## EXTRACT PROVIDED
- - - - - - -
Updated: Nov 15, 2018

Autumn Inspired Pav Bhaaji

Pav Bhaaji is perhaps the most famous and the most popular street food to come out of India. Originally developed on the streets of Bombay (now Mumbai), its beginnings are connected to the American Civil War by a thread.

In the early 1860s, the global supply of cotton was heavily affected due to the American Civil War. By 1862, the Union Navy had practically blockaded the Mississippi River, preventing Confederate cotton from distribution in the world market and heavily inflating cotton prices.

India was the only other country in the world that could fill the demand for cotton. This created a unique opportunity for Indian businessmen, particularly Gujaratis, that began trading and selling cotton to other nations. Their biggest customer, the British, through the East India Company.
- - - - - - -
[Dataset items]

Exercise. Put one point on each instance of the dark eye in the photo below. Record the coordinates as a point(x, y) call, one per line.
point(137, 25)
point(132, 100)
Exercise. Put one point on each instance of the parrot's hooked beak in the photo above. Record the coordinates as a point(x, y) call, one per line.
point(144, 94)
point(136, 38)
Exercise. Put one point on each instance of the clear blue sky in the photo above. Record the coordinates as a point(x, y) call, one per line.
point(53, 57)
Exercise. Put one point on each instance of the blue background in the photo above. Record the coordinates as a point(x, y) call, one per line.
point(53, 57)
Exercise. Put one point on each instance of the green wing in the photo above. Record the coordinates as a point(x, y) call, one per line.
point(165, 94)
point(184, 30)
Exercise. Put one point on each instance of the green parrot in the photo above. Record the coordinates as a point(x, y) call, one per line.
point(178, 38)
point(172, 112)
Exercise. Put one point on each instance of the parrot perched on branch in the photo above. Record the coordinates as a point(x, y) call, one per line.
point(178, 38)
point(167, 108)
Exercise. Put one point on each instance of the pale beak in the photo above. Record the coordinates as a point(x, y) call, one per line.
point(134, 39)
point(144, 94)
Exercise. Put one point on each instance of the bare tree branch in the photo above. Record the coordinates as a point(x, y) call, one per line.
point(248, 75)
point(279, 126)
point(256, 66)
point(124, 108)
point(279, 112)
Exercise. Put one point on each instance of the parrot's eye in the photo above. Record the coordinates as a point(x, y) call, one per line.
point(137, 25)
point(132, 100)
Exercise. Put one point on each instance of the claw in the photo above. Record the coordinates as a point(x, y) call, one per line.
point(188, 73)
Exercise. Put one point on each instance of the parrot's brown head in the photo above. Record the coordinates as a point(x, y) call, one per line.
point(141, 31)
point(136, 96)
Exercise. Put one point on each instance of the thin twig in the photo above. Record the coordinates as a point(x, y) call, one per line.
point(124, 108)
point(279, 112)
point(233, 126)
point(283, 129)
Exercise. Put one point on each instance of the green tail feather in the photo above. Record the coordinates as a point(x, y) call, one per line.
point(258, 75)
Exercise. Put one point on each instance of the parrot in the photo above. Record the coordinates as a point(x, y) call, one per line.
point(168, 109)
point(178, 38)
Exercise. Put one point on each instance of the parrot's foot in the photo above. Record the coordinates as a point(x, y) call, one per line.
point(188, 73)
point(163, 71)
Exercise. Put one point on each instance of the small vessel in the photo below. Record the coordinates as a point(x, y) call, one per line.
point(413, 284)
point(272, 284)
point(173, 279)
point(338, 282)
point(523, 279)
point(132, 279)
- - - - - - -
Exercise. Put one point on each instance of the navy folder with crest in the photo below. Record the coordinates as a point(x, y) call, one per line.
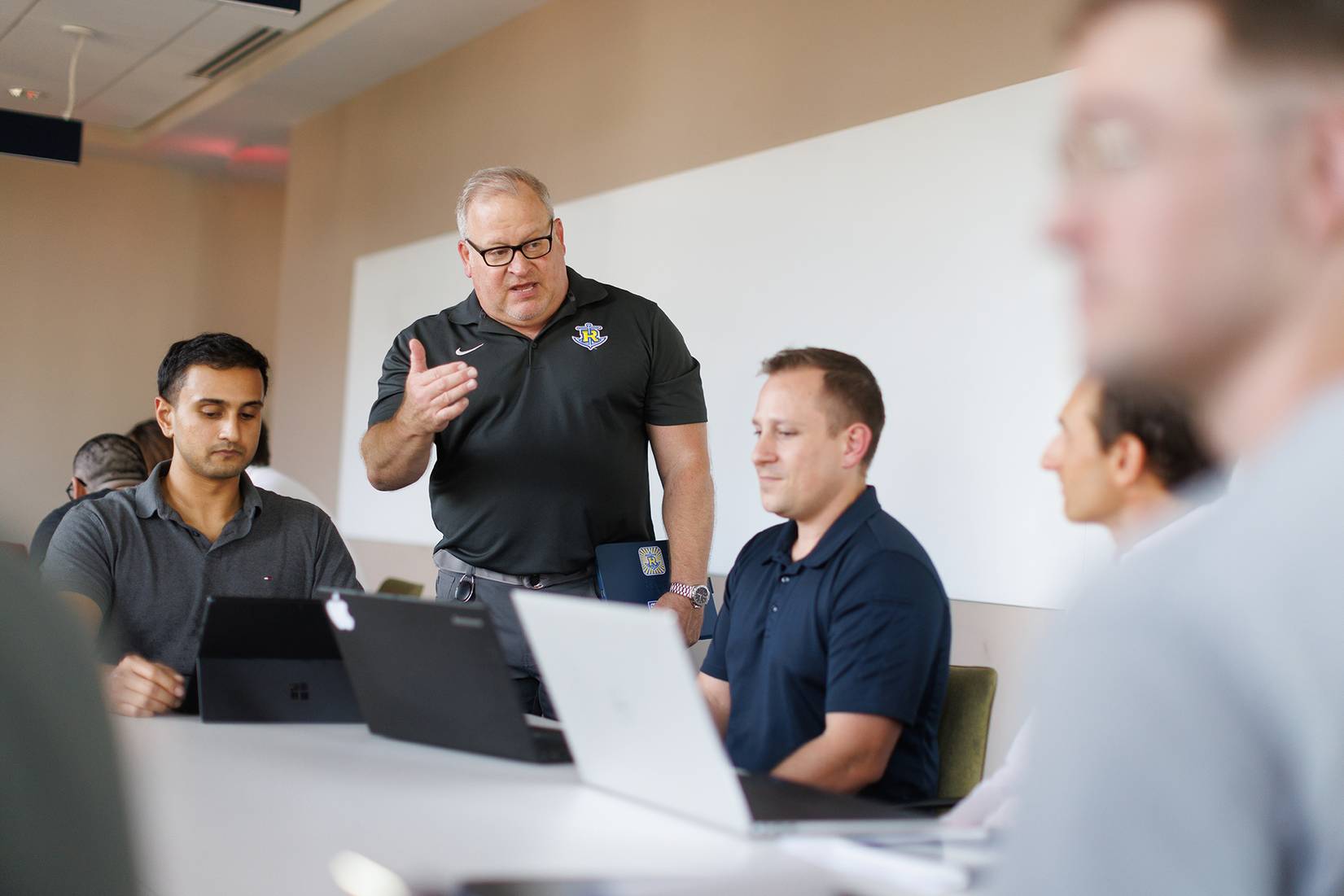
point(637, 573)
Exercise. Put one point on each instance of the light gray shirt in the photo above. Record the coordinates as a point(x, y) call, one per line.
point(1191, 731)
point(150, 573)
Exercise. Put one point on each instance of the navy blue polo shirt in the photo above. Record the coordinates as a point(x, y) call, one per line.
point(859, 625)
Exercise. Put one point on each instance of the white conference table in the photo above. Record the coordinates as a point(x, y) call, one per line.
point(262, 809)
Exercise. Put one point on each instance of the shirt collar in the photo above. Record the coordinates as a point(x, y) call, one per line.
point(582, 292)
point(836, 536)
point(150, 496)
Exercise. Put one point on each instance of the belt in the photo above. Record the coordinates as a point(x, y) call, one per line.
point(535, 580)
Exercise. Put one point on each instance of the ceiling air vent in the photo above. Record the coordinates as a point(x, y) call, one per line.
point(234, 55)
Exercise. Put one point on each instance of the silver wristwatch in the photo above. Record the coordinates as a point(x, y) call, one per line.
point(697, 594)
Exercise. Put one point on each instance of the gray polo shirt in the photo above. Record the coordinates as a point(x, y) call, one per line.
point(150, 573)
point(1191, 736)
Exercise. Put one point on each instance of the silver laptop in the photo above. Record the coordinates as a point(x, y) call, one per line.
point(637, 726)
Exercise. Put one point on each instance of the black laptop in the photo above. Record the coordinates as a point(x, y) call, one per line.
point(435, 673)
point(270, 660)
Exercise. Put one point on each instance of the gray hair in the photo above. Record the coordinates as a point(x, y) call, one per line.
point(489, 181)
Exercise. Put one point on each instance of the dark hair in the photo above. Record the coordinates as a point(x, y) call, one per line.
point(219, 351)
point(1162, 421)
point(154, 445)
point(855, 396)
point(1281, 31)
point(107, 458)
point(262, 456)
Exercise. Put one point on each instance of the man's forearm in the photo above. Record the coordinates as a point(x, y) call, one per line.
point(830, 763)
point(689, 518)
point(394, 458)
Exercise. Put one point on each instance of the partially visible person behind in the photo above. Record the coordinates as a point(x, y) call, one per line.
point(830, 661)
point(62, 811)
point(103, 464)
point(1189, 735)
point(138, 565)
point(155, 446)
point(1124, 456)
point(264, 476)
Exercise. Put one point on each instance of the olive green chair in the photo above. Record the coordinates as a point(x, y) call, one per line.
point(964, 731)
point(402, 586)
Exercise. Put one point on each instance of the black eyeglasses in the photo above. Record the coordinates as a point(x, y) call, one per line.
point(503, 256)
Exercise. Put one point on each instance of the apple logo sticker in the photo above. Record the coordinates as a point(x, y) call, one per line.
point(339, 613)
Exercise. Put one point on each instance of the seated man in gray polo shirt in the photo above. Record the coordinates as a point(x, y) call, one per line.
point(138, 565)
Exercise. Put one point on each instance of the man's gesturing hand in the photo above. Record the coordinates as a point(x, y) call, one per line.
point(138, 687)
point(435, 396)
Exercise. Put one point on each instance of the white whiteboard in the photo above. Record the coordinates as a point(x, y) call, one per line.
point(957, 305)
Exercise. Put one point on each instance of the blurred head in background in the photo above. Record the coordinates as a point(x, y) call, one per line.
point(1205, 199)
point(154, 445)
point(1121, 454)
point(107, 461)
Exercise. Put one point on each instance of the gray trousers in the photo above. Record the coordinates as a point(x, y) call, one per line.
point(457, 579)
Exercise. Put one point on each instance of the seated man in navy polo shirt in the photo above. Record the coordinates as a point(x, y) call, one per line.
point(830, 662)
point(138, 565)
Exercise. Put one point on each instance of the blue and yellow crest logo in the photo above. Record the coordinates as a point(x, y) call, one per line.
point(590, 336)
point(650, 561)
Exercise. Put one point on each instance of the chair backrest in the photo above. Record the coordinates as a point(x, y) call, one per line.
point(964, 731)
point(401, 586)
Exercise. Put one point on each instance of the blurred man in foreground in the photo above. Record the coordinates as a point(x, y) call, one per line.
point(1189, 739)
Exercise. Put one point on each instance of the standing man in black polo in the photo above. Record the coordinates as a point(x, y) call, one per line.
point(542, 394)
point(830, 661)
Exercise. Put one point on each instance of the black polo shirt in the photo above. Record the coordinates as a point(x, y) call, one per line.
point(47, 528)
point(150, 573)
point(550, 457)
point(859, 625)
- - - - - - -
## WRITTEN TASKS
1/ In the Pav Bhaaji extract, on which city's streets was the dish originally developed?
2/ Express the listing lines between the line holding "Exercise. Put one point on each instance of the dark eye" and the line holding "point(184, 30)", inclusive, as a Markdown table with the columns Row and Line. Leave out any blank lines.
The text about Pav Bhaaji and the listing have no connection to each other.

## ANSWERS TO THE TASKS
1/ Bombay (now Mumbai).

2/
| Row | Line |
|---|---|
| 1 | Exercise. Put one point on each instance of the dark eye in the photo below. Record the coordinates as a point(x, y) call, one per line. |
| 2 | point(137, 25) |
| 3 | point(132, 100) |
| 4 | Exercise. Put one point on each instance of the parrot's hooked beak in the photo above. Record the coordinates as a point(x, y) call, one per line. |
| 5 | point(144, 94) |
| 6 | point(136, 38) |
| 7 | Exercise. Put one point on each instance of the clear blue sky in the photo above. Record the coordinates as a point(x, y) call, one per line. |
| 8 | point(53, 57) |
| 9 | Exercise. Put one point on each instance of the blue background in the photo above. Record the coordinates as a point(x, y) call, one per line. |
| 10 | point(53, 57) |
| 11 | Exercise. Put one point on each instance of the green wing in the photo above. Record the coordinates as a point(x, y) call, one per line. |
| 12 | point(165, 94) |
| 13 | point(184, 30) |